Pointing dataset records
┌────────
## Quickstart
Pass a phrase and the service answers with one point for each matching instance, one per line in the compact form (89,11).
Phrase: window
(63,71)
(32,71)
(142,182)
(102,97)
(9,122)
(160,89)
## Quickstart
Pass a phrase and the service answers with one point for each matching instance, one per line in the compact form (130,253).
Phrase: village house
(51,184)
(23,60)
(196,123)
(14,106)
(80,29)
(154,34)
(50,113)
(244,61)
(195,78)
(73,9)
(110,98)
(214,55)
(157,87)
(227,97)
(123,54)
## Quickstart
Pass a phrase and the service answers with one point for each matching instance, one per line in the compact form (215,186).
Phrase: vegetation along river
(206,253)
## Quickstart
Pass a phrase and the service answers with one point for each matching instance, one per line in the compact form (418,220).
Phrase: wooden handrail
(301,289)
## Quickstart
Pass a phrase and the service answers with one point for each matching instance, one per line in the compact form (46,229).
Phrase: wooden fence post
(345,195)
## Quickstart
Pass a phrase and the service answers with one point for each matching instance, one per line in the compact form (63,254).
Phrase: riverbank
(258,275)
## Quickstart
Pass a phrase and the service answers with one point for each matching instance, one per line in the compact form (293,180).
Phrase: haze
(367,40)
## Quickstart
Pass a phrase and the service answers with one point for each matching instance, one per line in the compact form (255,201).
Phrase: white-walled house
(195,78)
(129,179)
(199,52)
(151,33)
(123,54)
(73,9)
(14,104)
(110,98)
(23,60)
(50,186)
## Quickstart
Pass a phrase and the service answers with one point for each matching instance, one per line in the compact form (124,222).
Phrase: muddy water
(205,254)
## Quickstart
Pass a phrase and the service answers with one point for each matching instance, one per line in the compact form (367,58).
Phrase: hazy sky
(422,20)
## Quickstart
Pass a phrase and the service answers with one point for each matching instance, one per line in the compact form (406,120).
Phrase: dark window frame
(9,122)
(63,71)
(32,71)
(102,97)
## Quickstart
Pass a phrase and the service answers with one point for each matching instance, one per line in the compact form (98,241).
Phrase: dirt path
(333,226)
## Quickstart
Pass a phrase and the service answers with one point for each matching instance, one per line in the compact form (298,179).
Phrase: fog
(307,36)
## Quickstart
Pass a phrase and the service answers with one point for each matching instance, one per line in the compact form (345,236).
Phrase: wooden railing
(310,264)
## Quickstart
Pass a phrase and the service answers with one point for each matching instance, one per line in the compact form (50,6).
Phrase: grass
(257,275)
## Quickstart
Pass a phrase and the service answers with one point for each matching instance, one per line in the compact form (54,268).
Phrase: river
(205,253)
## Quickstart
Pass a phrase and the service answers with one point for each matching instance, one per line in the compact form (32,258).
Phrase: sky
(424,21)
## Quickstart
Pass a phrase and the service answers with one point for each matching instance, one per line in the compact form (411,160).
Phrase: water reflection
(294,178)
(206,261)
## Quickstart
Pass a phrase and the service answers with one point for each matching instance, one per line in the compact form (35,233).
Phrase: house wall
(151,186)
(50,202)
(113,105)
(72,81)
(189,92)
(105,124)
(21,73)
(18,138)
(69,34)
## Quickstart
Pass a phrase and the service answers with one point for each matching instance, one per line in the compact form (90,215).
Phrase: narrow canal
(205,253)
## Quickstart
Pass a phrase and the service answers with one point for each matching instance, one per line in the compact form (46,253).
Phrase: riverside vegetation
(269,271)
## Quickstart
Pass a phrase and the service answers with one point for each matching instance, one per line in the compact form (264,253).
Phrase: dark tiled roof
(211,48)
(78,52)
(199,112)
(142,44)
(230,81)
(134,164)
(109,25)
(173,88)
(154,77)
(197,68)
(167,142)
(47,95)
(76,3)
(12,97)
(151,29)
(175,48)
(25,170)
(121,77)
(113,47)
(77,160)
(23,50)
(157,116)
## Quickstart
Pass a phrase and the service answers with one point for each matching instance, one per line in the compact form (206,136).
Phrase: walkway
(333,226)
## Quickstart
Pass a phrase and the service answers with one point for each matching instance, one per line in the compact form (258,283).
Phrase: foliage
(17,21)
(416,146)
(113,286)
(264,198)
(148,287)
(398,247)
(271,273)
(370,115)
└────────
=== WRITTEN TASK ===
Go back to the listing above and please repeat it exactly.

=== RESPONSE ===
## Quickstart
Pass a phrase and the service answers with one point for each matching instance, one per line in the compact form (89,11).
Phrase: window
(63,71)
(32,71)
(142,182)
(102,97)
(9,122)
(160,89)
## Quickstart
Pass a phrase and the service answers with one point for each matching instance, one per line in the compact form (130,253).
Phrase: village house
(51,184)
(23,60)
(196,123)
(14,106)
(80,29)
(154,34)
(50,113)
(244,61)
(195,78)
(73,9)
(110,98)
(214,55)
(157,87)
(227,97)
(123,54)
## Quickstart
Pass a phrase and the service answers with one point for each matching instance, one per line in the compact form (215,186).
Phrase: vegetation along river
(206,253)
## Quickstart
Pass a phrase and the service answers with one point for each matching instance, one per line in the compact form (418,220).
Phrase: wooden handrail
(301,289)
## Quickstart
Pass a phrase and the service answers with one point for each matching instance, one per line in the compact form (46,229).
Phrase: wooden fence post
(345,195)
## Quickstart
Pass a phrase and the service answers with one point for each matching instance, one per line in the compact form (63,254).
Phrase: riverbank
(258,275)
## Quickstart
Pass a phrase and the service answers with one point for each matching instance, one per line in the compact form (293,180).
Phrase: haze
(367,40)
## Quickstart
Pass a phrase and the service answers with one point for each matching instance, one per line in the compact form (255,201).
Phrase: white-walled house
(195,78)
(129,179)
(199,52)
(151,33)
(123,54)
(73,9)
(14,104)
(110,98)
(23,60)
(50,186)
## Quickstart
Pass a phrase and the service answers with one point for each matching instance, one per line in the compact form (124,222).
Phrase: muddy water
(205,254)
## Quickstart
Pass a phrase and the service answers with one point for each matching instance, one per line in the compact form (367,58).
Phrase: hazy sky
(422,20)
## Quickstart
Pass a phrase and the service answers with one point for each matching instance, one per line in the compact form (406,120).
Phrase: dark window frame
(9,122)
(63,71)
(32,71)
(102,97)
## Quickstart
Pass a phrase and the service answers with one point for each matching instance, one per line in the compact form (98,241).
Phrase: dirt path
(333,226)
## Quickstart
Pass a phrase and the service answers with one point for each matching instance, one per line in the compact form (298,179).
Phrase: fog
(307,36)
## Quickstart
Pass a phrase and the service answers with one point for each matching instance, one per line in the compact form (345,236).
Phrase: wooden railing
(310,264)
## Quickstart
Pass a phrase and the service answers with one point for each matching instance, one per line in the compact form (50,6).
Phrase: grass
(257,275)
## Quickstart
Pass a phrase and the service answers with one point for each matching instance, one per line in the compact form (54,268).
Phrase: river
(205,253)
## Quickstart
Pass a phrase and the service answers with one point for each matching instance, one per line in the compact form (32,258).
Phrase: sky
(424,21)
## Quickstart
Pass a phrase and the service answers with one point for each matching instance, one per line in the compact form (411,160).
Phrase: water reflection
(294,178)
(206,261)
## Quickstart
Pass a phrase and the service answers with one point for each matching instance, one per line in the compact form (35,233).
Phrase: house wall
(151,186)
(50,202)
(113,105)
(72,81)
(189,92)
(105,124)
(21,73)
(18,138)
(69,34)
## Quickstart
Pass a phrase and the service answers with one point for each matching instance, one per line in the compact form (90,215).
Phrase: narrow canal
(205,253)
## Quickstart
Pass a phrase and the service answers with one point for each matching instance, one per line in the compact form (46,253).
Phrase: riverside vegetation
(269,271)
## Quickstart
Pass a phrase and the service answers with one point for each matching instance, one per line in the compact form (264,253).
Phrase: dark tiled roof
(211,48)
(78,52)
(199,112)
(142,44)
(230,81)
(134,164)
(109,25)
(173,88)
(154,77)
(197,68)
(167,142)
(47,95)
(76,3)
(12,97)
(151,29)
(175,48)
(25,170)
(121,77)
(113,47)
(77,160)
(23,50)
(157,116)
## Quickstart
Pass a phrase and the service answers with one point for each matching instance, one per line in the compact form (206,136).
Phrase: walkway
(333,226)
## Quickstart
Pass a phrase and the service answers with one point for each matching instance, one per line in the compact form (258,283).
Phrase: foliage
(17,21)
(416,146)
(113,286)
(264,198)
(148,287)
(398,247)
(271,273)
(370,115)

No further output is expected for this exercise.